(DATA RECORDS Opens)
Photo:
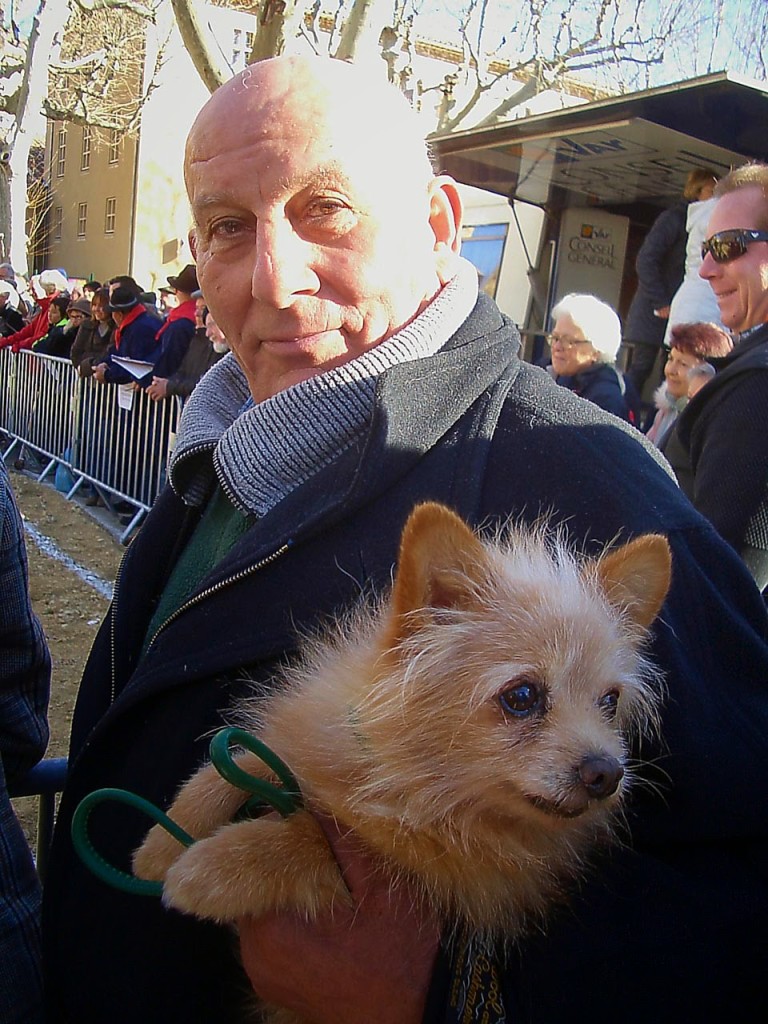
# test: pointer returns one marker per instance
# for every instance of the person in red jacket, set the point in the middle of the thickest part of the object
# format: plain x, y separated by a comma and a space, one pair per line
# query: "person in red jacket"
53, 284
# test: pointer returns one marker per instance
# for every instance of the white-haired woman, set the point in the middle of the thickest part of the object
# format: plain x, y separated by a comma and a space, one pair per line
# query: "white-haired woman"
10, 317
584, 343
50, 285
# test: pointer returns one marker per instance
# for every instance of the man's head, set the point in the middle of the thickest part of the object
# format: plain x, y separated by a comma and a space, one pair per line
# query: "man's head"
320, 227
735, 257
184, 284
122, 301
126, 282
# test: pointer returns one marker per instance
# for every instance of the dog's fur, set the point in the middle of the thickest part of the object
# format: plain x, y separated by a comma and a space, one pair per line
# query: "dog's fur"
472, 731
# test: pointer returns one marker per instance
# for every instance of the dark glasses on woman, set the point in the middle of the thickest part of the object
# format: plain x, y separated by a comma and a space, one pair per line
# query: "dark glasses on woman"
725, 246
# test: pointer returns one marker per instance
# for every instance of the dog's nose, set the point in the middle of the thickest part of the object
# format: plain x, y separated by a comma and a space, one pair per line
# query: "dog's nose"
600, 775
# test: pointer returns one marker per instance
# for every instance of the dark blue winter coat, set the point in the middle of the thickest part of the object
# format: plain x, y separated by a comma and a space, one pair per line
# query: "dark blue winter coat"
659, 265
671, 929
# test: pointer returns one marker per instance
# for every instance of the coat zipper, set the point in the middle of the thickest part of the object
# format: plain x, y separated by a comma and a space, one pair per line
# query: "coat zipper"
219, 586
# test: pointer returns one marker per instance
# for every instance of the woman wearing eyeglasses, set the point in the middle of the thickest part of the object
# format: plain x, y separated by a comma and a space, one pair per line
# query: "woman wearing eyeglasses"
584, 343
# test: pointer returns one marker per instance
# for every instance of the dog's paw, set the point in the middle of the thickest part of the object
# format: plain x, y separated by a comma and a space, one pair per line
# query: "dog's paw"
206, 882
156, 855
255, 866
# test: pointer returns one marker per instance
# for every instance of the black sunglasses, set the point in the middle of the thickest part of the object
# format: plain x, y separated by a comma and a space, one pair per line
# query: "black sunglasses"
725, 246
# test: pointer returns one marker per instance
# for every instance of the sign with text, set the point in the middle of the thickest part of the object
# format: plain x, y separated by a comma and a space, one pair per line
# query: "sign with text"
591, 254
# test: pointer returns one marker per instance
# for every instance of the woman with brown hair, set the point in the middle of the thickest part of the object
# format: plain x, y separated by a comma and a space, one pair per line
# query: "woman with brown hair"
94, 335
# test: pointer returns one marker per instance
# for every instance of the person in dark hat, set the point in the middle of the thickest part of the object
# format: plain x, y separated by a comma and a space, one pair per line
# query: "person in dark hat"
178, 327
134, 338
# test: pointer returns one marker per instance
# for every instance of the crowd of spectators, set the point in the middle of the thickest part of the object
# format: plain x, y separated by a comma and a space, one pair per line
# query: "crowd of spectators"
97, 325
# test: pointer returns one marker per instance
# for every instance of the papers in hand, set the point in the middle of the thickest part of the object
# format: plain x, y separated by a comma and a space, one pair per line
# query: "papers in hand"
134, 367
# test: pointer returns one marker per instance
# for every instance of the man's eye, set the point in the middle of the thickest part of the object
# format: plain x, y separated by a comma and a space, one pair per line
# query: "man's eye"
226, 228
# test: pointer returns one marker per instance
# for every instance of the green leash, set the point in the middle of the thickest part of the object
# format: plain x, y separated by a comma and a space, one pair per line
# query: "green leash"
285, 799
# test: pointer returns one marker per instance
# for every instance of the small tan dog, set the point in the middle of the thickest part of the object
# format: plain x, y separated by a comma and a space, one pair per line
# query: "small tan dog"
472, 731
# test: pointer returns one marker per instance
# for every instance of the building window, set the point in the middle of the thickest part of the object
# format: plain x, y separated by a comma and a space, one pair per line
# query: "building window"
85, 153
61, 153
483, 245
110, 215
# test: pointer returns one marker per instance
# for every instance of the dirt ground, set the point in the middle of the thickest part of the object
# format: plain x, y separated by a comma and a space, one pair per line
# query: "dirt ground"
70, 608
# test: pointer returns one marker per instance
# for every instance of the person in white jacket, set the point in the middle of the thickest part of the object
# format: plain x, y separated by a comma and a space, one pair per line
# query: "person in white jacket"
694, 300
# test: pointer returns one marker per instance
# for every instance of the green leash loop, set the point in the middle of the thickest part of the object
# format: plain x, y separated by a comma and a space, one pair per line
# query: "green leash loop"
101, 867
285, 799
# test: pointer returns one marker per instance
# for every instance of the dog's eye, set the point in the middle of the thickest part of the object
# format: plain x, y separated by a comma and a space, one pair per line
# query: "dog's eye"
608, 704
526, 697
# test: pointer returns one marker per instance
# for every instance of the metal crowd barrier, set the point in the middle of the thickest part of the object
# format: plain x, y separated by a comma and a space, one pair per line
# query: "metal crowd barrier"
44, 781
113, 438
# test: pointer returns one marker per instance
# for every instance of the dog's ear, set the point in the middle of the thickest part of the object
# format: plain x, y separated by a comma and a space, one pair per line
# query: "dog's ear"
440, 560
636, 577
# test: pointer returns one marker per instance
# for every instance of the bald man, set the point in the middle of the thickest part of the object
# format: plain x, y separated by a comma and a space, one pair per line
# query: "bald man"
368, 375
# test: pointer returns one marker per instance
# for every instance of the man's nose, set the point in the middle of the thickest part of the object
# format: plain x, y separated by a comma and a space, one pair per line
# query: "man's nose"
708, 268
283, 267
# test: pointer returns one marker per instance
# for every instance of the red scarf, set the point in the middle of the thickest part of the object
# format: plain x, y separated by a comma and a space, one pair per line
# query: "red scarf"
184, 311
128, 318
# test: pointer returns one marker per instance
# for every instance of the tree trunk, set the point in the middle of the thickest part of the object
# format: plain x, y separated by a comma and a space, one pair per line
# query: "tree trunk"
278, 25
195, 37
359, 37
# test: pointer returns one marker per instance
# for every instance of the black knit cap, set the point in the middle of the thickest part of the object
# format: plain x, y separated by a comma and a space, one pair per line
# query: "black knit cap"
123, 300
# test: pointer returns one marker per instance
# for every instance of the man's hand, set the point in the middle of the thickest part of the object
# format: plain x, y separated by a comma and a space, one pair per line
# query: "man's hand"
158, 389
373, 964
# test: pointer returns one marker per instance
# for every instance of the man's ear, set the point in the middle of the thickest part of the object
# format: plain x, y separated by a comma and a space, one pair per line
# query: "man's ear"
445, 212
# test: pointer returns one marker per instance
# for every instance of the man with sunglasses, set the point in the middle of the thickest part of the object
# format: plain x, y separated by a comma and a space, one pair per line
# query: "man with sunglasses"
725, 426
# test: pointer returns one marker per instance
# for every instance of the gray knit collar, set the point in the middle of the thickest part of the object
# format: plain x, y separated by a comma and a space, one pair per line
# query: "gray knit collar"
263, 452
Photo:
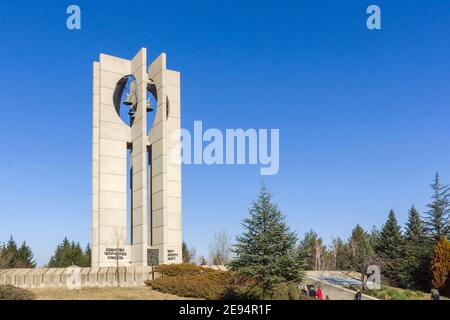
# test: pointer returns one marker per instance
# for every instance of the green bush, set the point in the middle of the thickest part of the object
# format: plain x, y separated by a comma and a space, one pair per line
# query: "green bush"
189, 280
8, 292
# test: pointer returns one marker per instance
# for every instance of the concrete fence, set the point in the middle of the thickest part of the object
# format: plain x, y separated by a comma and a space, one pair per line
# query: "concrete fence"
84, 277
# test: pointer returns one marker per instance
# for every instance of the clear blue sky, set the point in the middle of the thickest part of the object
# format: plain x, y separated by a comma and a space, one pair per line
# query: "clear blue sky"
363, 115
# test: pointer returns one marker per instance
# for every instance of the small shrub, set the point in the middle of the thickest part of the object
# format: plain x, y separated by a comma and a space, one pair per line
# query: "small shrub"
189, 280
8, 292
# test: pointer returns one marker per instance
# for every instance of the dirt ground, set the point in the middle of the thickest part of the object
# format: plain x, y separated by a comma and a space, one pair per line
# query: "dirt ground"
104, 293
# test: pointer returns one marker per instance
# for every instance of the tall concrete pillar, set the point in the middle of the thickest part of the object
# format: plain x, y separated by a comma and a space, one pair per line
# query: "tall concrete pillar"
154, 198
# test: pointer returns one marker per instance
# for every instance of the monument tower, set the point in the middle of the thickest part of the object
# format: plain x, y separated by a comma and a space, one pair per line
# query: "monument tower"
136, 175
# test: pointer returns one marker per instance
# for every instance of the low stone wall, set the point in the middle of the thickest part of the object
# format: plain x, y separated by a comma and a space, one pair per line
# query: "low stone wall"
335, 292
85, 277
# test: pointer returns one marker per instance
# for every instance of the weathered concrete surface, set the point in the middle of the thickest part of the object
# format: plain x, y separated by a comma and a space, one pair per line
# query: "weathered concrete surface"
333, 290
88, 277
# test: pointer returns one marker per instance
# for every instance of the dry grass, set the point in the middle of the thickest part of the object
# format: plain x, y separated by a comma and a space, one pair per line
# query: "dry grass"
104, 293
391, 293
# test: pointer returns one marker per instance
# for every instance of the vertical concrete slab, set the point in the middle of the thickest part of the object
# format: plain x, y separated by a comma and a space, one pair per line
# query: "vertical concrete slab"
93, 277
56, 277
84, 277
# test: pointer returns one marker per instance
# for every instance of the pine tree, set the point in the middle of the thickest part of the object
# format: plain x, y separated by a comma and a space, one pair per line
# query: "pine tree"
414, 270
437, 217
440, 266
360, 252
266, 252
24, 257
389, 248
307, 249
374, 237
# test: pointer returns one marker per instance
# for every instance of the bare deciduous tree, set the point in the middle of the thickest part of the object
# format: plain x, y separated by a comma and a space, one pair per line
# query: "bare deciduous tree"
5, 258
220, 248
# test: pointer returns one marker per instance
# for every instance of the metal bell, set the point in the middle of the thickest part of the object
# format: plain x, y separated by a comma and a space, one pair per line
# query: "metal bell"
149, 106
128, 100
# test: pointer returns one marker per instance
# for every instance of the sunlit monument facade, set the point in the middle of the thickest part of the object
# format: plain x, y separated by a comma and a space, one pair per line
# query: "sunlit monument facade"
136, 165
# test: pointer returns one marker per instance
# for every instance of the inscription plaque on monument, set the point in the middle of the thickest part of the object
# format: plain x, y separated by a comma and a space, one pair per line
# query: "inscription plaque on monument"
152, 257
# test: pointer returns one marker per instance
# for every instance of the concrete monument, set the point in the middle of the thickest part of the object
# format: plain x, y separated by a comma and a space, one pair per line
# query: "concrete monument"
136, 175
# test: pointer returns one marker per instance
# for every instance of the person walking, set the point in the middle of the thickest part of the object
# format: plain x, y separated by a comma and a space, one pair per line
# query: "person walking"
313, 293
319, 293
435, 295
358, 295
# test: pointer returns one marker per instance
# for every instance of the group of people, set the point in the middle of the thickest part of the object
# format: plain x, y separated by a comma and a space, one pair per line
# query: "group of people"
313, 293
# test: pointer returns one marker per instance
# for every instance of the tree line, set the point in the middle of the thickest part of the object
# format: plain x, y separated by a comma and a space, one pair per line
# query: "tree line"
417, 257
67, 253
408, 258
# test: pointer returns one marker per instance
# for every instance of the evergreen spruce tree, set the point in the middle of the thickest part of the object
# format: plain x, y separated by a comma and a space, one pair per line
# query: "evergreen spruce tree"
389, 248
24, 257
440, 266
414, 270
360, 252
306, 249
437, 217
374, 237
266, 252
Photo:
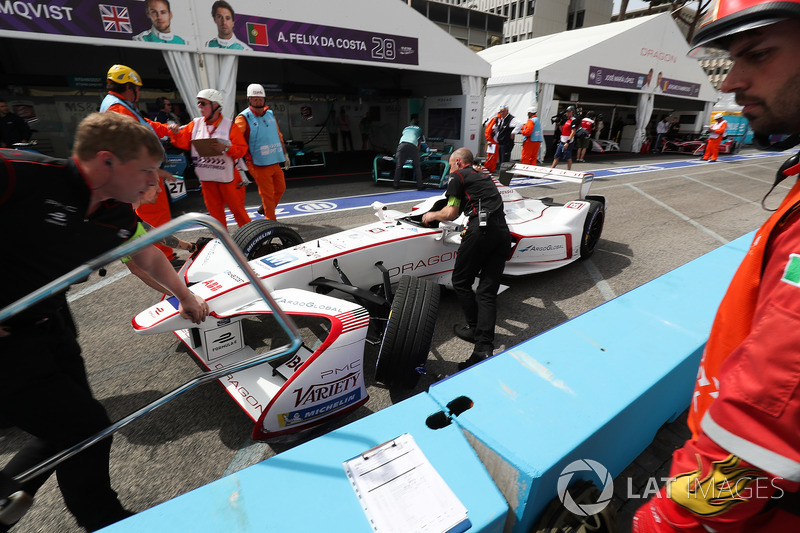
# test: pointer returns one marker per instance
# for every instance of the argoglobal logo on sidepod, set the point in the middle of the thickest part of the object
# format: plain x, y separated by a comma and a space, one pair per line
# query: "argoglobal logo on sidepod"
606, 484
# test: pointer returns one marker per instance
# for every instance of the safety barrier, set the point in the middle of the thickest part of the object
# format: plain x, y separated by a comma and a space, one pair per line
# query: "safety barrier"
596, 387
306, 488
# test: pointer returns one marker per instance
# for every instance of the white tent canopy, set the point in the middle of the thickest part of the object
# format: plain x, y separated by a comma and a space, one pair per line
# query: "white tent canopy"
386, 34
614, 57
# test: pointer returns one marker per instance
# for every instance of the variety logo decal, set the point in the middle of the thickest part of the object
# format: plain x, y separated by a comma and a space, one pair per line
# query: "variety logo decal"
315, 207
323, 391
304, 415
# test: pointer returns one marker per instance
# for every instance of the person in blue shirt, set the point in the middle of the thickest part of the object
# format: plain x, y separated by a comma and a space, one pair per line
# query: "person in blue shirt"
409, 149
160, 14
224, 16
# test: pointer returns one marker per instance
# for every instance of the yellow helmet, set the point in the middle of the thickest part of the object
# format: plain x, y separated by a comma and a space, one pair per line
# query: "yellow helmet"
122, 75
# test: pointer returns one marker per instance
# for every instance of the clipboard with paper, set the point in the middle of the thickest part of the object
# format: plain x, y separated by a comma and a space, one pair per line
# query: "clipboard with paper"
206, 147
400, 491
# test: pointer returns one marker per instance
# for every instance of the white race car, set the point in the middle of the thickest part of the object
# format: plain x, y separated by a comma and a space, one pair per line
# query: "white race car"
386, 274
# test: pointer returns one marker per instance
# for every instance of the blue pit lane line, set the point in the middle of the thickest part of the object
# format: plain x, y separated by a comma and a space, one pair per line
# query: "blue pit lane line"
297, 209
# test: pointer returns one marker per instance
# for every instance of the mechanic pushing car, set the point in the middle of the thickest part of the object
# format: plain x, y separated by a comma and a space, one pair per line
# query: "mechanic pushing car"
484, 248
74, 210
740, 471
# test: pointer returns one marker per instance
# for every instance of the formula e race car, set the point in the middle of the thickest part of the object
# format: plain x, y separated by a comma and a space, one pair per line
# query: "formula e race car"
386, 278
729, 145
434, 162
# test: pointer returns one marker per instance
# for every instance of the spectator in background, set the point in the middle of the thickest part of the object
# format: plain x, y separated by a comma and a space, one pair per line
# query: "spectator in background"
662, 128
505, 128
266, 149
408, 148
165, 114
13, 128
219, 178
365, 128
566, 138
715, 135
674, 129
585, 141
492, 152
344, 129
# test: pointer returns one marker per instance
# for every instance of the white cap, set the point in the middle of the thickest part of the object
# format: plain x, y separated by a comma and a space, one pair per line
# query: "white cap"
212, 95
254, 89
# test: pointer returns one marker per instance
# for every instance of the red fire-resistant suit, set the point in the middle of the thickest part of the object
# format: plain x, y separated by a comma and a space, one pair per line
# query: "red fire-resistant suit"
743, 461
530, 149
714, 140
492, 151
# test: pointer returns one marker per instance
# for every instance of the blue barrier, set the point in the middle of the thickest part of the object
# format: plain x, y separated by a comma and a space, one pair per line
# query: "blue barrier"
596, 387
305, 488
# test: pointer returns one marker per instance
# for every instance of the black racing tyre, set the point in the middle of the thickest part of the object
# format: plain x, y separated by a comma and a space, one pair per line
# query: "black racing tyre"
262, 237
409, 332
592, 228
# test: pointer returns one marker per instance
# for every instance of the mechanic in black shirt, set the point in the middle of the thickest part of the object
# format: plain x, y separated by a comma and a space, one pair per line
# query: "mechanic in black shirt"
60, 213
485, 246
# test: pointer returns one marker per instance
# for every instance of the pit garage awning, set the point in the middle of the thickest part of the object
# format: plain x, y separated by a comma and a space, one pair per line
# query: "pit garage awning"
312, 38
644, 58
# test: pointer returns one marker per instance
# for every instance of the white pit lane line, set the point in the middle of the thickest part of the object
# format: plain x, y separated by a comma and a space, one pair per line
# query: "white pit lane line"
680, 215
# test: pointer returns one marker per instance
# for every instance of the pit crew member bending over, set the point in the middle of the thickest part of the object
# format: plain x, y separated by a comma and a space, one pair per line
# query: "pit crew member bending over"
485, 246
740, 471
81, 208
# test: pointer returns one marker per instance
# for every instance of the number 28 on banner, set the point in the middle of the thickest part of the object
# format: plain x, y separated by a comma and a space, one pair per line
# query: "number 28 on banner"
383, 48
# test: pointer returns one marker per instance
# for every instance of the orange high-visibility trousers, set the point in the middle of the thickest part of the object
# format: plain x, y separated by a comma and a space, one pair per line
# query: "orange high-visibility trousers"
217, 195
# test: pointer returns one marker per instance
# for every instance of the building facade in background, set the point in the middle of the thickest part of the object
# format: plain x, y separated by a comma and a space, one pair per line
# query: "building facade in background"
526, 19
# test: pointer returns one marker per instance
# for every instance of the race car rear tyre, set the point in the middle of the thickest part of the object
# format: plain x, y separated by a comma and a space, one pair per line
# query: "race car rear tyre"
263, 237
592, 228
409, 332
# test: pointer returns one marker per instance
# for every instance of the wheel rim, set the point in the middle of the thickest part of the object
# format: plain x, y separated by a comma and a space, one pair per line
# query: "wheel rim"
595, 229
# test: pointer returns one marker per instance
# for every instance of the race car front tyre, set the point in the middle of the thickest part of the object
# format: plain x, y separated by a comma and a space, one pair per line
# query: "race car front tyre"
263, 237
409, 332
592, 228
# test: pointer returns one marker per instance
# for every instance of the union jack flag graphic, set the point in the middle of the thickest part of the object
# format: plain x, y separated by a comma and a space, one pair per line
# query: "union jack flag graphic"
352, 320
115, 19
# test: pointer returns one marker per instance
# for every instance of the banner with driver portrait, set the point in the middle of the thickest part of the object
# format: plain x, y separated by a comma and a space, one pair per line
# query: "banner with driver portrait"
208, 26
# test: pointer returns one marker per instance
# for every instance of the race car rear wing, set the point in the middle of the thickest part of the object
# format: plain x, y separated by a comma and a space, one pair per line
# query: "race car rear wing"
547, 175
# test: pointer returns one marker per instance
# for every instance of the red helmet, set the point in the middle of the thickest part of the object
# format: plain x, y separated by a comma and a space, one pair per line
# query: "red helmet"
727, 17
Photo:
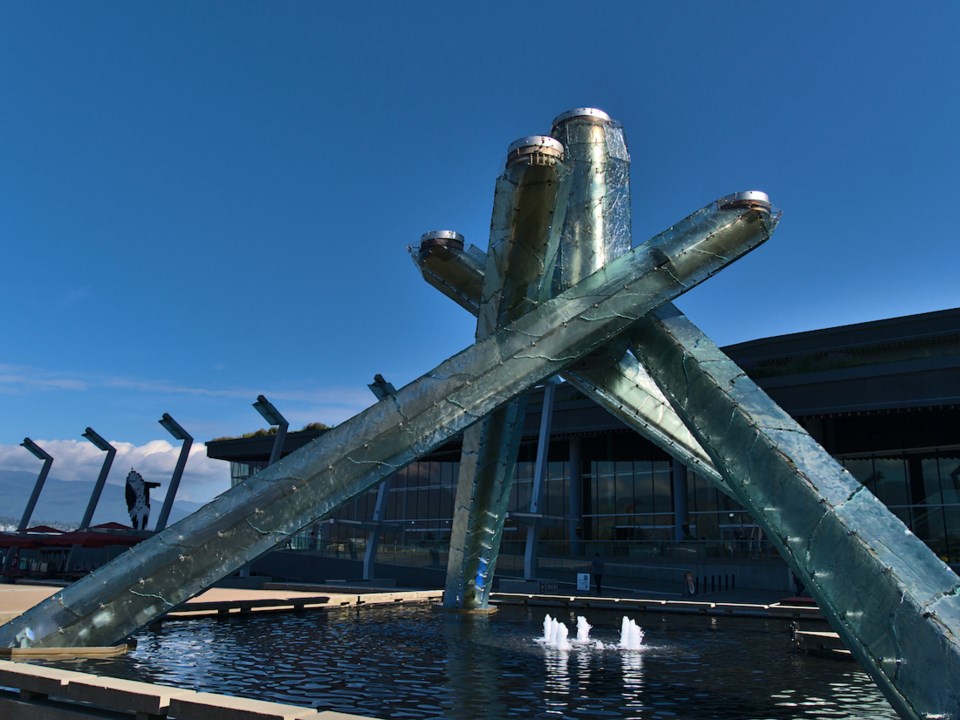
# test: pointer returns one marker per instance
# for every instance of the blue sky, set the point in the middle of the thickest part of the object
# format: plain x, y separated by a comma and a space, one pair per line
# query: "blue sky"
201, 202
(DATA RECORDS Closes)
**WHAT YOU NEED TO DO:**
There is a line with "# for every instance of the man's head, set" and a line with "# for every instance of the woman wearing" above. Copy exactly those two lines and all lines between them, with nothing else.

**COMPLETED EXERCISE:**
# for every instance of the man's head, set the point in the middle of the thickest part of the object
# format: plain x, y separated by a comma and a space, one pair per line
# query: "man's head"
320, 227
735, 257
184, 284
122, 301
126, 282
# test: pointer returns one marker per instance
# for every instance of the dog's fur, set the point in the middle of the thickest part of the object
# format: plain x, y separated by a comma and a space, one pair per line
# query: "dog's fur"
472, 731
# test: pointer returns one marker per instance
# for every instance of the dark glasses on woman, set the point in the middle of the thickest part of the object
# format: plain x, y separated by a comma and a space, one pair per line
# query: "dark glasses on woman"
725, 246
# test: pointer returns one marker per instance
# for every instance of the dog's nose, set the point in the middle of the thickest part of the object
# format: plain x, y separated by a comma and a space, one pair per line
# query: "dog's nose"
600, 775
# test: pointer returns one marker per instance
# for every instance of the dark blue winter coat, set the point in the middle of the thickest part of the object
# format: plain x, y separated by a comma and a space, one pair per line
# query: "dark blue winter coat"
659, 265
671, 929
# test: pointer returns one marker per instance
# for every instance of the coat zipper, set the point in the middle of the thickest part of the object
# format: plain x, y separated by a comma and a space, one pair per line
# query: "coat zipper"
219, 586
# test: pointer returns one marker per instance
# for every instance of the woman wearing eyeglasses, set the point in the middle of the thickest part of the object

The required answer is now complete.